• [Exercise goal] Reproduce every line of the listing exactly.

• [Dataset entries]
|---|

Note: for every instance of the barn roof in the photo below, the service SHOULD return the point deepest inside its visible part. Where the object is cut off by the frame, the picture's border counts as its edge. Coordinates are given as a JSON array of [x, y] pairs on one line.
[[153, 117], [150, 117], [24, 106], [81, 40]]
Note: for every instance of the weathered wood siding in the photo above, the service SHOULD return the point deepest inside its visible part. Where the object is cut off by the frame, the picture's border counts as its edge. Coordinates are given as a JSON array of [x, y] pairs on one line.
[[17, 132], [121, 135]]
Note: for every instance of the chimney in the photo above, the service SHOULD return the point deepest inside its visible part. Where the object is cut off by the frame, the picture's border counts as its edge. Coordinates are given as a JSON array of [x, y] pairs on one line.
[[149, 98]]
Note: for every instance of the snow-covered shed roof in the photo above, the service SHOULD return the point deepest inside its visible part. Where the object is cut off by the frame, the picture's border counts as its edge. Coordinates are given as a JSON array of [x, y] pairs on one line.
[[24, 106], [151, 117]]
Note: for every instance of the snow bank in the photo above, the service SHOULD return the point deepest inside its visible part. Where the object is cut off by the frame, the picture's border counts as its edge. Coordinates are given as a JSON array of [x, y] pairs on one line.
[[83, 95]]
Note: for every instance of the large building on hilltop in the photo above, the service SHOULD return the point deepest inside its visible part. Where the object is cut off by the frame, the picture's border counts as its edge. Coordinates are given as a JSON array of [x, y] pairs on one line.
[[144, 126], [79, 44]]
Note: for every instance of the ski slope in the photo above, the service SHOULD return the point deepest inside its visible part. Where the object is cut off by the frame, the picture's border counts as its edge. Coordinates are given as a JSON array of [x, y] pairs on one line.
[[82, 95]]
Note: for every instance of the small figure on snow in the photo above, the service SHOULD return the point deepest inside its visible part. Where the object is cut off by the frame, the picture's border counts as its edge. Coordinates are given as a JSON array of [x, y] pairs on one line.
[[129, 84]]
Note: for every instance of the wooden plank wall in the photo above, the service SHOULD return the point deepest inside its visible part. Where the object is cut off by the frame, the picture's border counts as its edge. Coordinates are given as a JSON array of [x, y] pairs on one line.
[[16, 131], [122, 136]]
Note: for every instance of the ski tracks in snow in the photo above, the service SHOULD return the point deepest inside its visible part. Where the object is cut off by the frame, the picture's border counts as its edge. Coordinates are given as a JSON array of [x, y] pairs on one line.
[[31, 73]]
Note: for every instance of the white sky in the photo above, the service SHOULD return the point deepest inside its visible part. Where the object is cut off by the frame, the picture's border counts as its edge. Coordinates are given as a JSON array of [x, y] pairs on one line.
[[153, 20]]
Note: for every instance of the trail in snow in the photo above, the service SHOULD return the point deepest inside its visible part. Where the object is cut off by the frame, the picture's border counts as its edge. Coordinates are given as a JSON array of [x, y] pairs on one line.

|---|

• [Answer below]
Note: for every instance of the barn roof in the photo below, the service SHOULD return the point deepest inside its visible part. Where the object is cut off by the frame, the picture's border counts as its edge. Coordinates are given as a JSON array of [x, y] pairs on one line.
[[153, 117], [150, 117], [24, 106], [81, 40]]
Note: for every instance of the weathered wood siding in the photo above, the service SHOULD return the point deepest inside its visible part. Where the object is cut off by the frame, the picture's border counts as its edge. Coordinates are given as a JSON array of [x, y] pairs on one line.
[[17, 132], [121, 135]]
Note: for every instance of the chimney in the photo above, the service SHOULD return the point deepest inside its visible part. Where the object is cut off by the frame, the picture's border counts as its edge. Coordinates are given as a JSON array of [x, y] pairs on one line.
[[149, 98]]
Note: for every instance of the snow-covered shed roof in the photo above, the service SHOULD return the point deepest inside its visible part. Where the object is cut off by the frame, the picture's border counts as its edge. Coordinates are given as a JSON array of [x, y] pairs on one line.
[[24, 106], [151, 117]]
Note: for every instance of the snow bank in the photo above, the service SHOULD return the point deepest inside its visible part. Where the object is cut off by the frame, the picture's border counts as its edge. Coordinates are given as a JSON array of [x, y] pairs on one line.
[[83, 95]]
Note: for every instance of the large building on hilltop in the photo above, the service SHOULD return the point deepest inside its visible part. Where the object is cut off by the frame, the picture's border counts as its edge. Coordinates are given as a JSON array of [x, y] pairs on one line.
[[144, 126], [79, 44]]
Note: for every instance of the ski slope in the photo above, the service SHOULD return the point deepest inside its visible part. Where the object is cut off by the frame, the picture's border counts as its edge. Coordinates are given as a JSON array of [x, y] pairs on one line.
[[82, 95]]
Note: for every instance of the small figure on snow in the photo above, the service SHOULD return the point deepest inside its visible part. Where the object is cut off by the frame, the picture's border counts as its edge. Coordinates are given as a JSON array of [x, y] pairs on one line.
[[129, 84]]
Note: for every instance of the wooden plank wall in the photo above, the service SHOULD return the point deepest inside its visible part. Where the object is cut off by the frame, the picture's border counts as its edge. Coordinates are given as a JSON array of [x, y] pairs on one line.
[[16, 131], [122, 136]]
Note: for every instance of the ski tracks in snow in the photo above, the service SHOULD return the point deepest inside its visible part. Where the object is cut off by the frame, the picture's border counts as its edge. Coordinates are given as a JSON array of [x, y] pairs on one line.
[[31, 73]]
Note: for every instance of the white sky in the photo above, the service SHOULD return the point deepest inside its visible part. Where the object is cut off by the frame, the picture's border counts as its edge. Coordinates are given as a JSON array of [x, y] pairs on one line.
[[153, 20]]
Note: for every instance of the trail in snow in the photo above, the service SHOULD return the point deepest inside its visible part. Where the object is cut off by the frame, the picture's border counts as its edge. Coordinates are given as a JSON array of [x, y] pairs on one line.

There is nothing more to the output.